## REQUIRED WORK
In the text on MAGNET-AD below, copy out the passage from "Gene-gene co-expression edges." up to and including "at each visit.".

## TEXT FOR ANALYSIS
________

MAGNET-AD is a state-of-the-art spatiotemporal graph neural network (STGNN) built for early prediction of Alzheimer’s Disease (AD) progression. It tackles two clinically critical tasks—forecasting time to AD conversion and estimating Preclinical Alzheimer Cognitive Composite (PACC) scores—by modeling longitudinal changes in brain structure and integrating static genetic data. MAGNET-AD is designed to enhance interpretability while achieving high predictive accuracy for preclinical Alzheimer’s diagnosis and monitoring.
Key Contributions of MAGNET-AD
Hybrid Spatiotemporal Fusion: MAGNET-AD introduces a novel graph framework that combines dynamic neuroimaging and static genetic features using a dual attention mechanism over spatial and temporal dimensions.
Multitask Learning for Cognitive Decline and Conversion Risk: The model jointly predicts cognitive scores (PACC) and time to conversion, leveraging shared biological underpinnings for improved performance.
Interpretable Dual-Attention GNN: It highlights the evolution of AD via attention-based insights into key brain regions and gene interactions, aligning with known Braak staging patterns.
Temporal Importance Weighting: A novel loss function adaptively emphasizes clinically significant time points in disease progression, offering robustness to irregular patient visits.
AI Implementation in MAGNET-AD
Heterogeneous STGNN Architecture: The graph consists of brain structure and gene nodes, with dynamic temporal connections (radiomic progression), static gene-gene and gene-structure edges, and a dual-attention mechanism (spatial and temporal).
Cross-Modal Attention (Spatial): Models gene-to-structure relationships at each timepoint using multi-head attention.
Edge-Weighted Temporal Attention: Encodes structural changes across visits based on radiomic features, allowing the network to focus on clinically relevant time dynamics.
Multi-Task Heads: Outputs are generated for both PACC (regression) and time-to-conversion (survival analysis) using a hybrid loss that balances ranking, regression, and temporal consistency.
Methodology

Data Integration and Preprocessing
Neuroimaging: T1 MRI normalized to MNI152, followed by brain extraction, SynthSeg-based segmentation into 32 structures, and radiomics feature extraction. Feature embeddings generated via AnatCL foundation model.
Genetics: 100 AD-associated genes processed using DNABERT-S for embeddings. Gene-gene co-expression and gene-structure expression profiles included.
EHR: Patient-level features (e.g., clinical scores) included for downstream tasks.
Graph Construction
Nodes: Represent brain structures (dynamic) and genes (static).
Edges: Include:
Temporal structure–structure edges weighted by radiomics changes.
Gene-gene co-expression edges.
Gene–structure edges based on expression linkage.
The temporal graph spans multiple visits, modeling disease progression over time.
Modeling and Learning
Attention Layers:
Spatial Attention (SAtt): Captures gene–structure interactions at each visit.

________

## DATA RECORDS

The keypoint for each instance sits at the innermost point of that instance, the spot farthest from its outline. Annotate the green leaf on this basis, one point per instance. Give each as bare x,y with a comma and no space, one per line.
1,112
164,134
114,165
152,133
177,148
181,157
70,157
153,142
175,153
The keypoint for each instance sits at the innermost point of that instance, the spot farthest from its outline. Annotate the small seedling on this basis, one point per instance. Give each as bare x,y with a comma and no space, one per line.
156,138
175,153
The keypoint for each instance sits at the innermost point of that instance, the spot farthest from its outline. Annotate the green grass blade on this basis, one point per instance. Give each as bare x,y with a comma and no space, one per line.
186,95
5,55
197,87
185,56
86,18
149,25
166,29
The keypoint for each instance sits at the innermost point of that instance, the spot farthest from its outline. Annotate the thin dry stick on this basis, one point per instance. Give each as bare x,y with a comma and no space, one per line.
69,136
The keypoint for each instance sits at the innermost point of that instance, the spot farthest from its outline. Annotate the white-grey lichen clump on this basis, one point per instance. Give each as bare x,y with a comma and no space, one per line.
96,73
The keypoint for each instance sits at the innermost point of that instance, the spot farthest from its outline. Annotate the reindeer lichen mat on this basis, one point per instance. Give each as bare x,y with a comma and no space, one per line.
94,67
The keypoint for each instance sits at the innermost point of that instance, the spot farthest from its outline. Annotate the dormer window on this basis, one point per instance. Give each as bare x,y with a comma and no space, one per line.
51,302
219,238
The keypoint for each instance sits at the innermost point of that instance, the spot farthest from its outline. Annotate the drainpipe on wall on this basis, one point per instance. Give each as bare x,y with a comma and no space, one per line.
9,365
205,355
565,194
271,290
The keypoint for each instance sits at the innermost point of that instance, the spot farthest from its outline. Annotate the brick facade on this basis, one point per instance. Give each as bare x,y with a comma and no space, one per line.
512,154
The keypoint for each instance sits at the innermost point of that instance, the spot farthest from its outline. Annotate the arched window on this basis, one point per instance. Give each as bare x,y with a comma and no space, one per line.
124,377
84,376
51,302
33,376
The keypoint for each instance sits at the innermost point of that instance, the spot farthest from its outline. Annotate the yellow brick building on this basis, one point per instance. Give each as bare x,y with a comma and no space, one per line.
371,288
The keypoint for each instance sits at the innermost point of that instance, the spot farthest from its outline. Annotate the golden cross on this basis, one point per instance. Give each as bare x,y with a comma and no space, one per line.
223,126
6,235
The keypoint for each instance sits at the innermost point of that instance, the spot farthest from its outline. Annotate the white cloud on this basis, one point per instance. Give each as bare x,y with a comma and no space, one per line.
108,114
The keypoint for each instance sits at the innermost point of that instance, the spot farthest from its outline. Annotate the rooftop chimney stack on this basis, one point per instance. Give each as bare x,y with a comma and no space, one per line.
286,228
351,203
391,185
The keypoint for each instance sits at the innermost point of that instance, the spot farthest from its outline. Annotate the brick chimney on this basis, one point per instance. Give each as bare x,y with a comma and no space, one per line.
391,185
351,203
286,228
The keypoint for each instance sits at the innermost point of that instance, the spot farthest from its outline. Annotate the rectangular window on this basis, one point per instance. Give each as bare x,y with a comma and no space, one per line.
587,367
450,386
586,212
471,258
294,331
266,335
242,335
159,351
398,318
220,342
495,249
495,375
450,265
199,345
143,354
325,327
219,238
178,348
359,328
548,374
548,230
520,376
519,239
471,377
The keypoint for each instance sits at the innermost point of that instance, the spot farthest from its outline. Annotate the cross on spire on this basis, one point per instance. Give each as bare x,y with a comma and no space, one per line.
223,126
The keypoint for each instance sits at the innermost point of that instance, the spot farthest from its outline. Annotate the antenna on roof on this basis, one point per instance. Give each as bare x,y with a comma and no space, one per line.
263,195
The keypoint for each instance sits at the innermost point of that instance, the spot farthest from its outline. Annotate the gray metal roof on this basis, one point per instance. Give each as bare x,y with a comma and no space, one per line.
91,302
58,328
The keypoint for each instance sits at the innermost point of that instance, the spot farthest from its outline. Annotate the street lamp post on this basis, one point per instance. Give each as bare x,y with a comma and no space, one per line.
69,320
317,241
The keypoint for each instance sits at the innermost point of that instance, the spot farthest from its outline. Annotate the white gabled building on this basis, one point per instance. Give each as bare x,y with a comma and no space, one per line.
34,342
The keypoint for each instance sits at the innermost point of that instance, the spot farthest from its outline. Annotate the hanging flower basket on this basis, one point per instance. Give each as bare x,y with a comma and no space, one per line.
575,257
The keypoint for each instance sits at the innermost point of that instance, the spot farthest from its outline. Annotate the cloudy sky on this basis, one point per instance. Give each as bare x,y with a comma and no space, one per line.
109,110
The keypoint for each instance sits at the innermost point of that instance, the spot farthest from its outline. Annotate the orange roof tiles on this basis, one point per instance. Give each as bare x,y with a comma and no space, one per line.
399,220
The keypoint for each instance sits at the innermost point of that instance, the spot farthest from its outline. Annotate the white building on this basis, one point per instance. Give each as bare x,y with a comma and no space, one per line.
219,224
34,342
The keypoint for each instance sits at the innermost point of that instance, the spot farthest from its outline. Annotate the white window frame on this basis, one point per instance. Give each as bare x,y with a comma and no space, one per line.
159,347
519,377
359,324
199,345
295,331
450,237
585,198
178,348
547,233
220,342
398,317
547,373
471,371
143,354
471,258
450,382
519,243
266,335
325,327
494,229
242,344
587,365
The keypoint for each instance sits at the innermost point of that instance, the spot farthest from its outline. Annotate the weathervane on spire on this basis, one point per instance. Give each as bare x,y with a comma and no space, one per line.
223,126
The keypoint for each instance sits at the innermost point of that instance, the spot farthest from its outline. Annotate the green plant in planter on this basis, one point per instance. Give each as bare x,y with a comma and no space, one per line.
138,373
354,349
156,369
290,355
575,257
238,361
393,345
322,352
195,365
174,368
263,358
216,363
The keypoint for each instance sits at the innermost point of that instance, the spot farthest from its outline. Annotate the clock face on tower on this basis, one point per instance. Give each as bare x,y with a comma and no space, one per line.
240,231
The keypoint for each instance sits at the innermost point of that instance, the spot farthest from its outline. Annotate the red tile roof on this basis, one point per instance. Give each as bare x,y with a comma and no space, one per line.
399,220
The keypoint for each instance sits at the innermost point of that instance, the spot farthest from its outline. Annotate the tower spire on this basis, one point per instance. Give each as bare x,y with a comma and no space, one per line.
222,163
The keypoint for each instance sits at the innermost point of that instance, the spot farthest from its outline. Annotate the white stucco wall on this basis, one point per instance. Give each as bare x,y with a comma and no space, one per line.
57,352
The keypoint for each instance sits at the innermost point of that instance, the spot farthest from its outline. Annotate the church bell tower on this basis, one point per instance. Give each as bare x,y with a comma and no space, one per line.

________

## RESPONSE TO THE EXERCISE
Gene-gene co-expression edges.
Gene–structure edges based on expression linkage.
The temporal graph spans multiple visits, modeling disease progression over time.
Modeling and Learning
Attention Layers:
Spatial Attention (SAtt): Captures gene–structure interactions at each visit.